> READING PASSAGE:
____

I was just going to go rummage around in the basement looking for the special tupperware. This information is disquieting, but I think I'm not going downstairs more b/c I don't feel like it.

I don't do it much any more, mostly because in my case, I get the hungries.


----------



## Terror Kovenant (Nov 16, 2008)

jcc78 said:


> Your either joking or incredibly ignorant; I think its the later.
> 
> Cannabis is non toxic, meaning non harmful, you cannot possibly overdose.The amount of THC in your blood to cause an overdose is physically inpossible to consume, its equivilant to smoking 1000 fat blunts within an hour, and somehow keep all of the THC from escaping from exhaling.


Non-toxic does not mean non harmful. Just because you can't overdose doesn't mean it isn't bad for you.




> Secondly its non addictive, you cannot possibly get addicted to it.


Yes you can, you can get addicted to anything. While it may not be chemically addictive, there are plenty of habitual users who can't kick the habit. 



> Meanwhile you got substances like Vicodine, morphine, ect. that are pain killers, can form addictions easily, and can cause death by overdose.

____

> DATA RECORDS:
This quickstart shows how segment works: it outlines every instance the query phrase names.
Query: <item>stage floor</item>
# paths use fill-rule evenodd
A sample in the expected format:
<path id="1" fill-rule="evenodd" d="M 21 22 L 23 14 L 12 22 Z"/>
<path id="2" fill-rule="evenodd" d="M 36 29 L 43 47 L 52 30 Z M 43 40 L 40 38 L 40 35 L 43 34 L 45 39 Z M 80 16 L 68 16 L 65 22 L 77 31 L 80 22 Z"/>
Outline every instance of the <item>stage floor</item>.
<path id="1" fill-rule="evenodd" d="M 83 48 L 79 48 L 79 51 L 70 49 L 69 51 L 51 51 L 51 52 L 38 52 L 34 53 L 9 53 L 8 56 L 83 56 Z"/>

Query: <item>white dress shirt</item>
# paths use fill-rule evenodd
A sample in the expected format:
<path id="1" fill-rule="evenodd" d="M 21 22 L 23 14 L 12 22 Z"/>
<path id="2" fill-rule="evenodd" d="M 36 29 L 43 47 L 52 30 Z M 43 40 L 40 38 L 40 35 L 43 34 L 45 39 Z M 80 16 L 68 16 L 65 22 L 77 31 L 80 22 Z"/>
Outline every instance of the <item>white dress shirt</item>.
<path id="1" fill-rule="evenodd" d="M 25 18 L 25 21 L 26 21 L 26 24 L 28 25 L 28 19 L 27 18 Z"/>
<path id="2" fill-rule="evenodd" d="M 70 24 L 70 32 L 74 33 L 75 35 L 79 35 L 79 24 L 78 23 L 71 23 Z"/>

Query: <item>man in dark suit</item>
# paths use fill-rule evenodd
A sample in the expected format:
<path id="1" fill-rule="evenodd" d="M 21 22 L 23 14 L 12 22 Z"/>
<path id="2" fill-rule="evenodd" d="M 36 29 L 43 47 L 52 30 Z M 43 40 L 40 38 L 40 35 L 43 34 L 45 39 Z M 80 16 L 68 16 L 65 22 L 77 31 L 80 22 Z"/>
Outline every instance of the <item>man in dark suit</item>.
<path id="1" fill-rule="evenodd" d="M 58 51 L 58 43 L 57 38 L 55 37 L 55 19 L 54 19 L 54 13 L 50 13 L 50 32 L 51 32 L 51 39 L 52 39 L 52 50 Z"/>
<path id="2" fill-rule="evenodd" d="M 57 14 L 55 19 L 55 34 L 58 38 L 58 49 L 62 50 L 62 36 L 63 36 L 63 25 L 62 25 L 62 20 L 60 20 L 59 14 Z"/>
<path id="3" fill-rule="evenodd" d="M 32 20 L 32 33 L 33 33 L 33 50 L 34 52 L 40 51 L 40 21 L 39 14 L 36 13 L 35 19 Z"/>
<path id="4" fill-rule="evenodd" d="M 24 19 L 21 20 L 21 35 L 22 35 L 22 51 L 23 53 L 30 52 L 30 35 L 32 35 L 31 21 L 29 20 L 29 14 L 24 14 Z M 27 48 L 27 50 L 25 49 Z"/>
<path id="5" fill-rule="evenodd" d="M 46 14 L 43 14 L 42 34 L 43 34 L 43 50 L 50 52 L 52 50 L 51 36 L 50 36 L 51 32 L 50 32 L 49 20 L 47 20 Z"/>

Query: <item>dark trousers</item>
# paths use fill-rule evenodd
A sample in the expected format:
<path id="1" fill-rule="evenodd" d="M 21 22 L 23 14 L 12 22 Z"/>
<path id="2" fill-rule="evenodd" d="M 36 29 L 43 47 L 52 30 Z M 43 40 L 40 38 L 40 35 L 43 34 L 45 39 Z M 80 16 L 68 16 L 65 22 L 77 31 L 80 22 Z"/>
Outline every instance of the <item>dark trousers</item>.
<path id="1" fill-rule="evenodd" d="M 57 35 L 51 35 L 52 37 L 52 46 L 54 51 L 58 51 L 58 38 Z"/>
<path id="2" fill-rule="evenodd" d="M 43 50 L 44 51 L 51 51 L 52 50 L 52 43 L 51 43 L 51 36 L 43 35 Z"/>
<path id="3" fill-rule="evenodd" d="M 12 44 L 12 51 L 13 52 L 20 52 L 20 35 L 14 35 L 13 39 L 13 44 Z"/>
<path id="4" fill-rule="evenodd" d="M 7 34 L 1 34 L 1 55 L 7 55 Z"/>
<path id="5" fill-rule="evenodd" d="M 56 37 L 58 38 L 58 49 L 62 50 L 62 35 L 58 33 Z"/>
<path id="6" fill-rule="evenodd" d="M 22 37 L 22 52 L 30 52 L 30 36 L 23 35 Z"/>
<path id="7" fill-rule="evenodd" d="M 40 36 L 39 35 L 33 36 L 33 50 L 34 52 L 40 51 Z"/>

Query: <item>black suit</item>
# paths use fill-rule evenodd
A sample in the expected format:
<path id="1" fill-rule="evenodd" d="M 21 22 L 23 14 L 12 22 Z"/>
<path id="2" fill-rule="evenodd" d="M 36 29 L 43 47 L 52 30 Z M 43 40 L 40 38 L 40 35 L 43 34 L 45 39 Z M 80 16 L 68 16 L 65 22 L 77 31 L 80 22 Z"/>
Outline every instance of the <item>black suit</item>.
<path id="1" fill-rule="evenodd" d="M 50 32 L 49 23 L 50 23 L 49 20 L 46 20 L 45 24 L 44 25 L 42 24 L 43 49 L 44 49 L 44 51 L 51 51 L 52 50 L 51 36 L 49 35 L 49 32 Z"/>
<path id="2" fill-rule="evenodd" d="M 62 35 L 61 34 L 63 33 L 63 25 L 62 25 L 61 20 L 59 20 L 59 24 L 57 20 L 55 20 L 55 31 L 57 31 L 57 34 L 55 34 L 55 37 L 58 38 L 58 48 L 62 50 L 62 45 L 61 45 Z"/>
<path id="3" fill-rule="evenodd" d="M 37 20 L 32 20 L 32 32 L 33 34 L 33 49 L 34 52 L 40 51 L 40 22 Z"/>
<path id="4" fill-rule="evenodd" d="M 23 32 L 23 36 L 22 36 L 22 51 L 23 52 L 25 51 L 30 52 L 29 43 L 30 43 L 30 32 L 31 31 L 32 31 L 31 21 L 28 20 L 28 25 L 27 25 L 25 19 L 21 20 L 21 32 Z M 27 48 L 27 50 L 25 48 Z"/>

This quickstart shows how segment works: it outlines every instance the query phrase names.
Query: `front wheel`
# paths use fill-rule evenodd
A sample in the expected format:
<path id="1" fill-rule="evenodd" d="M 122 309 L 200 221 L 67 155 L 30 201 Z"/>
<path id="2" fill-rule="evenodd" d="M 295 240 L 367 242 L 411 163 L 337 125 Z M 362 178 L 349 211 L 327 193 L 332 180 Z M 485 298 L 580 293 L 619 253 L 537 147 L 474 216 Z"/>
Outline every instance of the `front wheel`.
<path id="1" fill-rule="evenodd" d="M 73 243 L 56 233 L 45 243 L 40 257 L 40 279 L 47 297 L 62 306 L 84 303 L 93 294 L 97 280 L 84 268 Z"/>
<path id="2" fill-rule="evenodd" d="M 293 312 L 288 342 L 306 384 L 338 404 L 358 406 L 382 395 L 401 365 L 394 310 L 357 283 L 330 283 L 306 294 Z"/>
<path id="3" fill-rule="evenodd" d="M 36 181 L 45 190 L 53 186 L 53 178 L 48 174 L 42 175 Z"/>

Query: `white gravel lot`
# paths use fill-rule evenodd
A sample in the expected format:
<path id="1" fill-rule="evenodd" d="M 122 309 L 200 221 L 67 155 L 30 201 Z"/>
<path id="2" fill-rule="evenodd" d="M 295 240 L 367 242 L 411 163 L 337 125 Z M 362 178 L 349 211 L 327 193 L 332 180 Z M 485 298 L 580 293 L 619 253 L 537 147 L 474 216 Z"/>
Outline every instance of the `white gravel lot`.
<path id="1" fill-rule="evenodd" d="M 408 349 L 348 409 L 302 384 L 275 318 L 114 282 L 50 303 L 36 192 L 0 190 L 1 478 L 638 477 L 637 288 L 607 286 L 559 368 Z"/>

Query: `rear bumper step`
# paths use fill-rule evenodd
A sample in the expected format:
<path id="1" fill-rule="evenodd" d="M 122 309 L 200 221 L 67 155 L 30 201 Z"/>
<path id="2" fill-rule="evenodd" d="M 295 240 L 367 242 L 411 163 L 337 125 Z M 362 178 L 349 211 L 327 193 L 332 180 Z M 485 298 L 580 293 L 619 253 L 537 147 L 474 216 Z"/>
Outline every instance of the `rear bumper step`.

____

> WHAT TO DO:
A – Transcribe the passage of the cannabis forum thread between "Non-toxic does not" and "kick the habit.", inclusive.
B – Go on with the forum thread about cannabis, starting after its final sentence.

> ANSWERS FOR THE TASKS:
A –
Non-toxic does not mean non harmful. Just because you can't overdose doesn't mean it isn't bad for you.




> Secondly its non addictive, you cannot possibly get addicted to it.


Yes you can, you can get addicted to anything. While it may not be chemically addictive, there are plenty of habitual users who can't kick the habit.

B –
Naproxen sodium. Pain killer. Non habit forming, hard to OD with, even harder to die with, may but rarely cause circulatory issues. But thats the same thing with Motrin. Two very safe pain killers. Acetaminophin is safe for every day use. Tramadol is pretty safe as well. 

All of those are safer than marijuana use, as the negative effects of marijuana are well known. 



> You are extremely ignorant and know nothing about cannabis.Please, stop posting.Don't embarrass yourself further.


You are just too quick to insult someone who has a dissenting opinion. I am a well educated man and I do my own research and form my own opinions.


----------



## UrbanBounca (Sep 13, 2009)

jcc78 said:


> my responses are in bold


There is no debating you. You turn your own belief into your own truth, although opposing proof is sitting right in front of your face.

With that being said, I'm done responding to your nonsense.


----------



## Redrum (Jan 30, 2008)

"Cannabis may be bad for the lungs, but the active ingredient in marijuana may help combat lung cancer, new research suggests.

In lab and mouse studies, the compound, known as THC, cut lung tumor growth in half and helped prevent the cancer from spreading, says Anju Preet, PhD, a Harvard University researcher in Boston who tested the chemical."

source:

http://www.cbsnews.com/stories/2007/04/17/health/webmd/main2696726.shtml

"Question: Study: Smoking Marijuana Does Not Raise Lung Cancer Risk

I heard that smoking marijuana will not cause lung cancer. Is this true? Does smoking marijuana increase my risk for lung cancer?
Answer: According to a recent study by the University of California Los Angeles, there is no increased lung cancer risk in smoking marijuana."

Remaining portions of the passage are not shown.